Brief - Output range, inclusive: from the line containing "Target: stainless steel range" to the line containing "form: point(625, 173).". Restate those lines from the data below word for word and only those.

Information -
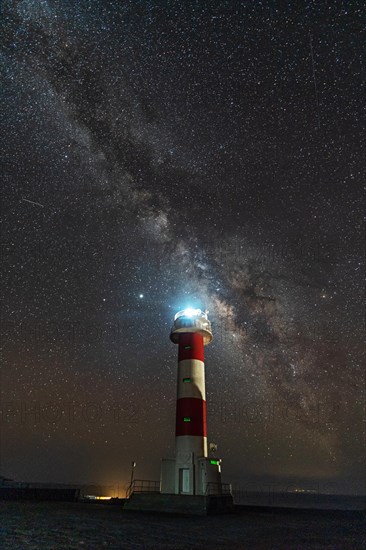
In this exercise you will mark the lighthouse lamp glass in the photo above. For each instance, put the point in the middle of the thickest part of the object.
(190, 312)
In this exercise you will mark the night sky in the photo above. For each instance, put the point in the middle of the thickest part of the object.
(166, 154)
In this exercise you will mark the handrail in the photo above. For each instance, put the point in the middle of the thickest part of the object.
(218, 488)
(143, 486)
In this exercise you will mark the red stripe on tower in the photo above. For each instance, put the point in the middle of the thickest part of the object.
(191, 331)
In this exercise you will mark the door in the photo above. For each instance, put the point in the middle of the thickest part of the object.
(184, 485)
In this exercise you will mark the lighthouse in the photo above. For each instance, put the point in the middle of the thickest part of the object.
(191, 471)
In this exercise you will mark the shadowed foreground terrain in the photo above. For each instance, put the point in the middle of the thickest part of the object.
(78, 525)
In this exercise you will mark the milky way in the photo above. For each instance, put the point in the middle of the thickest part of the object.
(160, 155)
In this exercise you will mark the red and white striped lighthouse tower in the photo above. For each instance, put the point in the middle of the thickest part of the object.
(191, 470)
(191, 331)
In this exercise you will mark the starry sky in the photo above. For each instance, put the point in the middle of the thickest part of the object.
(166, 154)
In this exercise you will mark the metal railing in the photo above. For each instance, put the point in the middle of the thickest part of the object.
(143, 486)
(218, 488)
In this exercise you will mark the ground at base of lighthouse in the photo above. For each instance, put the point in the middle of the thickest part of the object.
(201, 505)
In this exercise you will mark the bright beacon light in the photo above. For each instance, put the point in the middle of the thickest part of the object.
(190, 312)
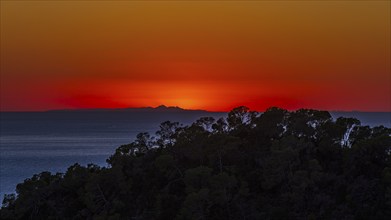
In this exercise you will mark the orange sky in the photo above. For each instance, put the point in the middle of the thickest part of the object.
(332, 55)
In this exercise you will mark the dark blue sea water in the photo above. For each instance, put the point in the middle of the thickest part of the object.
(52, 141)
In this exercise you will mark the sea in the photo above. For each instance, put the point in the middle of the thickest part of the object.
(32, 142)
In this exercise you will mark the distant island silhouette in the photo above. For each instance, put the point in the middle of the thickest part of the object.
(159, 108)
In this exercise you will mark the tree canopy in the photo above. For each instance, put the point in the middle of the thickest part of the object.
(275, 165)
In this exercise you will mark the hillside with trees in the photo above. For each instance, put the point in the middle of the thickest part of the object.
(275, 165)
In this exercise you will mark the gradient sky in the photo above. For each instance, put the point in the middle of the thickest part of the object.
(331, 55)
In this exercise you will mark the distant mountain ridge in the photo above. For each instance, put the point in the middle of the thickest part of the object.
(160, 108)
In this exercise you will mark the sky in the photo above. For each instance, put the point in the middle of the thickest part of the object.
(213, 55)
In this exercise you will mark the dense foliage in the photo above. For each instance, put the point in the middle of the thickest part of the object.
(275, 165)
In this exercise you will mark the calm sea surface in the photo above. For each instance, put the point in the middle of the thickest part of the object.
(52, 141)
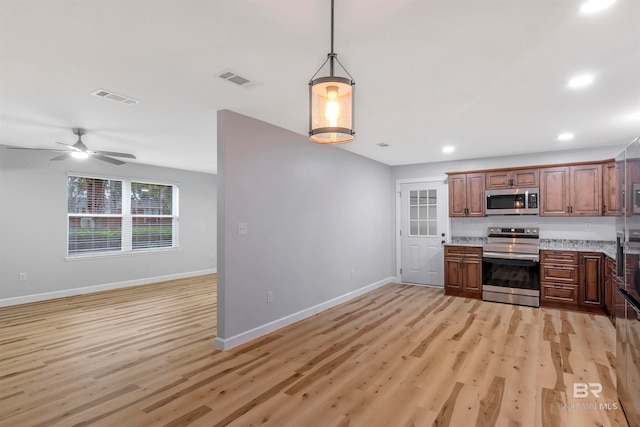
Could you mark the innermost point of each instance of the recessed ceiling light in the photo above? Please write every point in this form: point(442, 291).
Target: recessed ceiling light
point(580, 81)
point(593, 6)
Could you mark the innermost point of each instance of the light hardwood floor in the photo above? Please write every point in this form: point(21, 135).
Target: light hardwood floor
point(399, 356)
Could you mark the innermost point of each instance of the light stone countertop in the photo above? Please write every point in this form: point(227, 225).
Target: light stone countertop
point(603, 246)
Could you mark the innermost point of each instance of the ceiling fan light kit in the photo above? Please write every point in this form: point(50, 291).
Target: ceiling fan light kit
point(80, 151)
point(331, 103)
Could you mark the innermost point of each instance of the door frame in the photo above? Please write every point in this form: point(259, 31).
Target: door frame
point(439, 179)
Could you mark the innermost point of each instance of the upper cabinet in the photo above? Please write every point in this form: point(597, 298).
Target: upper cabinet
point(466, 195)
point(611, 179)
point(571, 190)
point(520, 178)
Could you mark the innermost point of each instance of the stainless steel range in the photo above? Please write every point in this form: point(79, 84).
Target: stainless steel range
point(511, 266)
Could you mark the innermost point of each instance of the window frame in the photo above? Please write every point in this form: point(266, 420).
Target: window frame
point(126, 216)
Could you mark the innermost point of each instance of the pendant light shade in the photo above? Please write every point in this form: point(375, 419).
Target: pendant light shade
point(331, 103)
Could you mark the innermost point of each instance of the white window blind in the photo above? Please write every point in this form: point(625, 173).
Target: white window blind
point(94, 212)
point(152, 219)
point(101, 220)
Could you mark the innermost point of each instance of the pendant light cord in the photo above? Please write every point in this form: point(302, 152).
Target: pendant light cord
point(332, 55)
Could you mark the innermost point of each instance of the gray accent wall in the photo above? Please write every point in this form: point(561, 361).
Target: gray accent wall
point(319, 223)
point(33, 227)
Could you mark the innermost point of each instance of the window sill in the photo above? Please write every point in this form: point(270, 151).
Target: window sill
point(116, 254)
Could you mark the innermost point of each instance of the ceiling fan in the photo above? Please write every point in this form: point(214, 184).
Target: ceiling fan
point(81, 151)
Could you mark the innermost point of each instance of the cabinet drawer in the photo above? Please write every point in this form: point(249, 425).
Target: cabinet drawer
point(559, 273)
point(558, 257)
point(466, 251)
point(567, 294)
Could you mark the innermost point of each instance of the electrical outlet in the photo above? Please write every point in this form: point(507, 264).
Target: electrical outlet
point(242, 228)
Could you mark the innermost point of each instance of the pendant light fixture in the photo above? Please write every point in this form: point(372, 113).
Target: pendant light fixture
point(331, 103)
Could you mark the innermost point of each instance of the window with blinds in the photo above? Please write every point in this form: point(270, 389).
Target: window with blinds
point(94, 210)
point(101, 220)
point(152, 220)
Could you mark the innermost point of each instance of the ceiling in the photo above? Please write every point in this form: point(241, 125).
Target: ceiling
point(488, 77)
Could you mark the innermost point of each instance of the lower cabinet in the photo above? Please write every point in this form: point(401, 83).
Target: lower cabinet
point(559, 279)
point(463, 271)
point(572, 280)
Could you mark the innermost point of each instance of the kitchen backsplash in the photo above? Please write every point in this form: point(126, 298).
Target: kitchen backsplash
point(590, 228)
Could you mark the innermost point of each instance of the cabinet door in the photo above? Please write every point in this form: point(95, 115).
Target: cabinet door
point(498, 180)
point(475, 194)
point(457, 195)
point(525, 178)
point(453, 274)
point(586, 190)
point(554, 191)
point(610, 202)
point(472, 275)
point(590, 292)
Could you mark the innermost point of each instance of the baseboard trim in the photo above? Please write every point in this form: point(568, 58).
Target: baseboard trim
point(5, 302)
point(236, 340)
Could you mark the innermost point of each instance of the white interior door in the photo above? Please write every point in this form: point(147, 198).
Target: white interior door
point(423, 226)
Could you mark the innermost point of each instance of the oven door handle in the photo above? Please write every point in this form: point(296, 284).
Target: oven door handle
point(510, 259)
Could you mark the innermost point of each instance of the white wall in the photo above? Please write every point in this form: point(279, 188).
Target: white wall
point(33, 227)
point(314, 214)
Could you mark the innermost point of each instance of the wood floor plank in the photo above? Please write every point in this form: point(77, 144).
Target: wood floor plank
point(400, 355)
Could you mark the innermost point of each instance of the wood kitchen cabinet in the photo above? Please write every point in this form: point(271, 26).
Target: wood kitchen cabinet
point(463, 271)
point(610, 283)
point(559, 279)
point(518, 178)
point(466, 195)
point(590, 284)
point(572, 280)
point(571, 190)
point(611, 180)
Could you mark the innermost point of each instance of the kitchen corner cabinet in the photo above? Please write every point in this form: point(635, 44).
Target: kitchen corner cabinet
point(466, 195)
point(571, 190)
point(518, 178)
point(463, 271)
point(590, 285)
point(610, 284)
point(611, 179)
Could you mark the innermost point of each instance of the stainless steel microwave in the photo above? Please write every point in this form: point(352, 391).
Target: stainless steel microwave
point(514, 201)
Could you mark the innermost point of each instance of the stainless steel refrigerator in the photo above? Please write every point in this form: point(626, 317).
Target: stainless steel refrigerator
point(628, 283)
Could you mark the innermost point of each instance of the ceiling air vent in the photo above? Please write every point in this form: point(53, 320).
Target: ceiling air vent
point(101, 93)
point(234, 78)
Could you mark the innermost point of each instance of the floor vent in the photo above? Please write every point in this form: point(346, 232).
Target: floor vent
point(101, 93)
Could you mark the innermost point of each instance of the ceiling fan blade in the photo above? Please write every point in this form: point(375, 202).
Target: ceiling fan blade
point(116, 154)
point(37, 149)
point(62, 143)
point(62, 156)
point(107, 159)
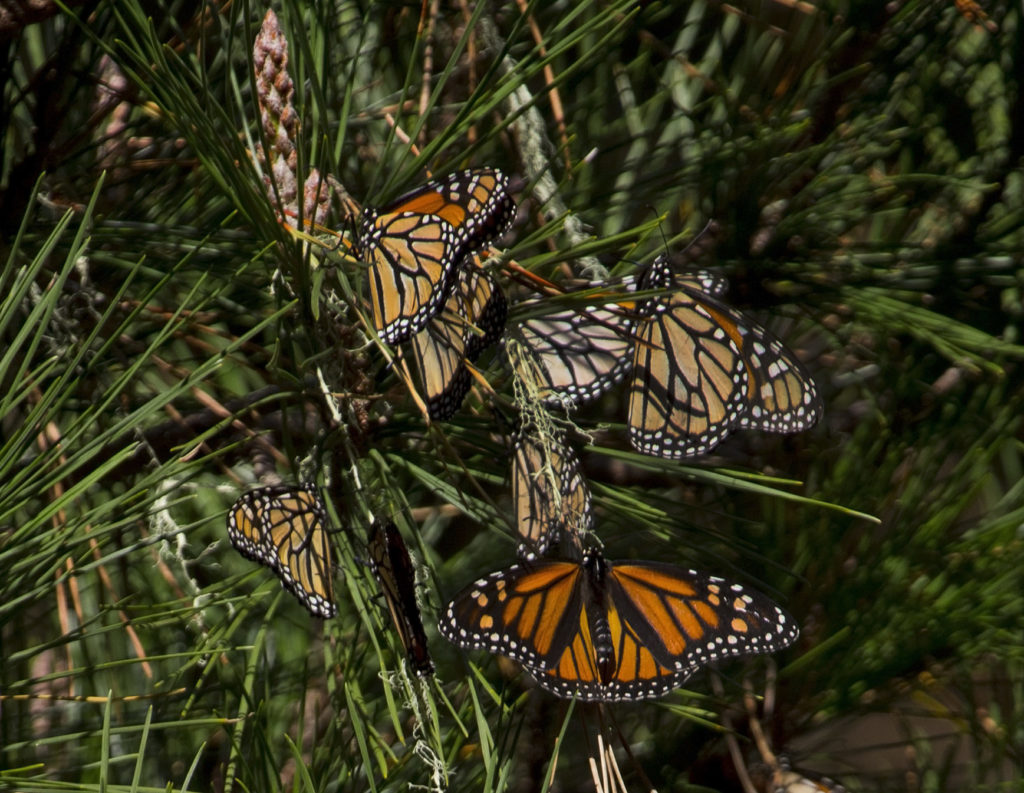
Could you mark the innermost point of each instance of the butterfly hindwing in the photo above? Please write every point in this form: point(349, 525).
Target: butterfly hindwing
point(550, 495)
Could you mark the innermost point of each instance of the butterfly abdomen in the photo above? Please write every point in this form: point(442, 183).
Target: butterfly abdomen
point(599, 610)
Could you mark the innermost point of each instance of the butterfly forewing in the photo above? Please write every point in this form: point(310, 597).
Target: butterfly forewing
point(702, 369)
point(284, 527)
point(689, 380)
point(582, 352)
point(415, 245)
point(527, 613)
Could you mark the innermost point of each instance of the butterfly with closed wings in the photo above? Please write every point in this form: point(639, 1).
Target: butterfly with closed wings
point(473, 319)
point(396, 576)
point(582, 352)
point(284, 528)
point(701, 369)
point(416, 244)
point(609, 631)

Answer for the task -
Target: stainless steel range
point(511, 266)
Could you mark the innermost point of each instance of the window frame in the photo above? Please write every point in this form: point(266, 420).
Target: window frame
point(126, 216)
Could you mark the innermost point of each instance of the pendant light shade in the photo above? Please write every point in this form: point(375, 419).
Target: pendant light shade
point(331, 103)
Could you mark the innermost point of each instance of the white window blind in the photo above? Please write every point in this form: point(625, 173).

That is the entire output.